By Christie Medina, ’17 Business
Ekin Pehlivan, Assistant Professor of Marketing
Christie Medina and Ekin Pehlivan

In this study, we utilize marketing research techniques to measure CSU Channel Islands’ effectiveness in instilling the four mission pillars into the student body. These four pillars are multiculturalism, community engagement, interdisciplinary and internationalism. CI offers many curricular and extracurricular opportunities for students to reach these ends, such as interdisciplinary student research communities, service learning and volunteering activities, long- and short-term study-abroad programs and events to foster tolerance, acceptance and appreciation of diverse cultural perspectives.

While effectiveness is difficult to define in the context of a university mission statement, for our purposes we define effectiveness as how strongly or successfully CI was able to instill the four mission pillars into the class of 2016 in comparison to the incoming students. We set out to measure the effectiveness of these opportunities through a survey that uses psychographic measurement scales created by marketing scholars (Jibaja et al 2000; Leucht et al 1990; Morais & Ogden 2011) to segment students and measure the differences between incoming students (freshman and first-year transfer students) to the graduating class of 2016. The survey was distributed to all 5,918 undergraduate students. We received 682 unique responses.

:::

_WRITTEN TASKS_:
[a] Answer the following questions using the study summary:
(i) What title does Ekin Pehlivan hold?
(ii) What are the four mission pillars?
(iii) How many undergraduate students received the survey?
[b] Repeat the study summary from "While effectiveness is" to "682 unique responses.".
[c] Condense the paragraph of the study summary beginning "While effectiveness is difficult" into a bulleted list that keeps its main facts.

_RECORDS_:
:::

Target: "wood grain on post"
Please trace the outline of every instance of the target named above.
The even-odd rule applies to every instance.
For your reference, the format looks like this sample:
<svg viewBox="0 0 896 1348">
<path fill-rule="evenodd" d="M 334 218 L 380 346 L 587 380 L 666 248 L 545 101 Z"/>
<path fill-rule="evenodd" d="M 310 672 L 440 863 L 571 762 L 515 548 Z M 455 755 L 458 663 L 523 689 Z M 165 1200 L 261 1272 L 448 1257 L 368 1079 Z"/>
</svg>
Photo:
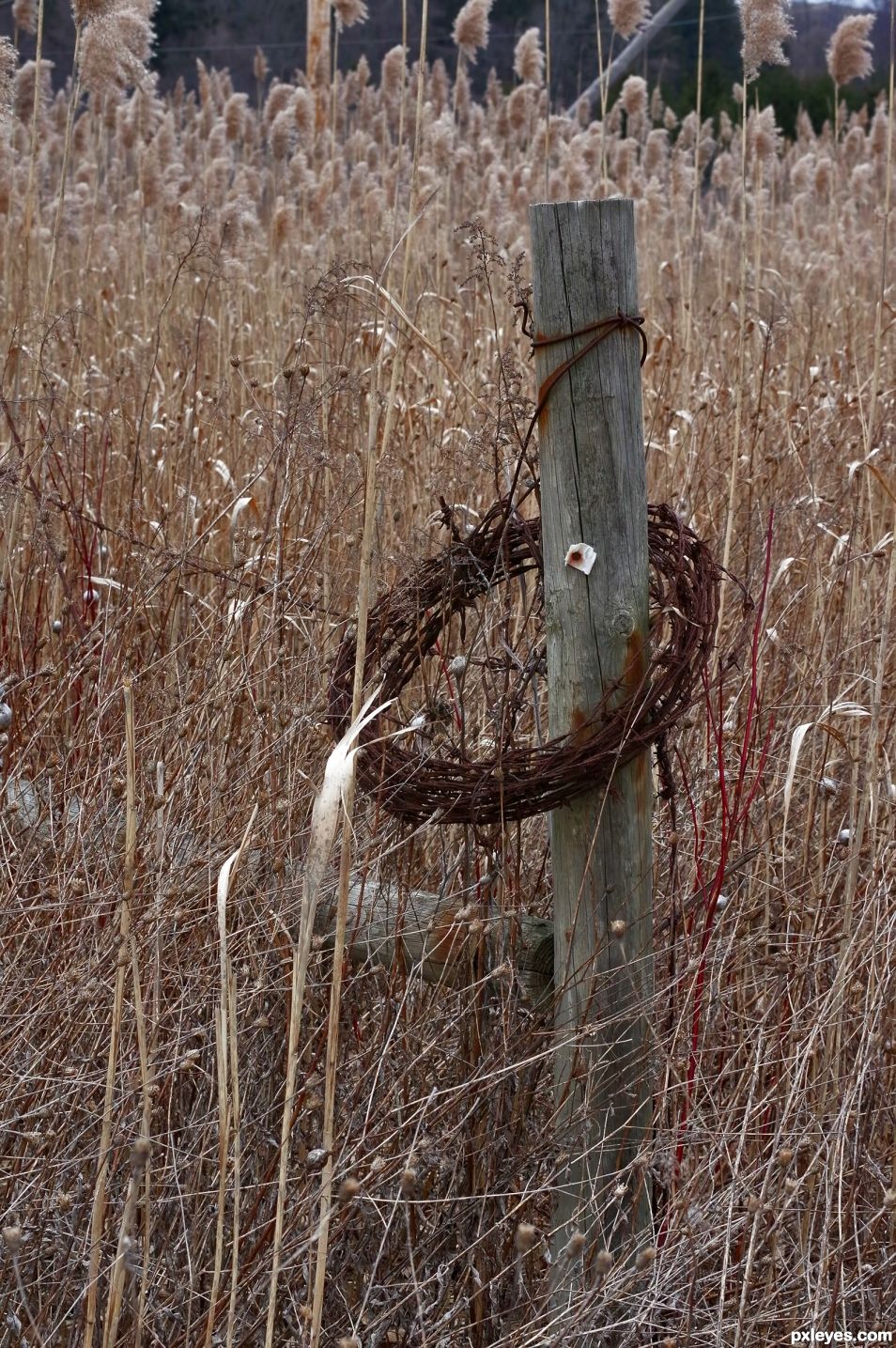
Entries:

:::

_TASK ANSWERS_:
[a]
(i) Assistant Professor of Marketing
(ii) Multiculturalism, community engagement, interdisciplinary and internationalism
(iii) 5,918

[b]
While effectiveness is difficult to define in the context of a university mission statement, for our purposes we define effectiveness as how strongly or successfully CI was able to instill the four mission pillars into the class of 2016 in comparison to the incoming students. We set out to measure the effectiveness of these opportunities through a survey that uses psychographic measurement scales created by marketing scholars (Jibaja et al 2000; Leucht et al 1990; Morais & Ogden 2011) to segment students and measure the differences between incoming students (freshman and first-year transfer students) to the graduating class of 2016. The survey was distributed to all 5,918 undergraduate students. We received 682 unique responses.

[c]
- Effectiveness is defined as how strongly or successfully CI instilled the four mission pillars into the class of 2016 compared with incoming students.
- The survey used psychographic measurement scales created by marketing scholars (Jibaja et al 2000; Leucht et al 1990; Morais & Ogden 2011).
- The survey segmented students and measured differences between incoming students (freshman and first-year transfer students) and the graduating class of 2016.
- It was distributed to all 5,918 undergraduate students.
- It received 682 unique responses.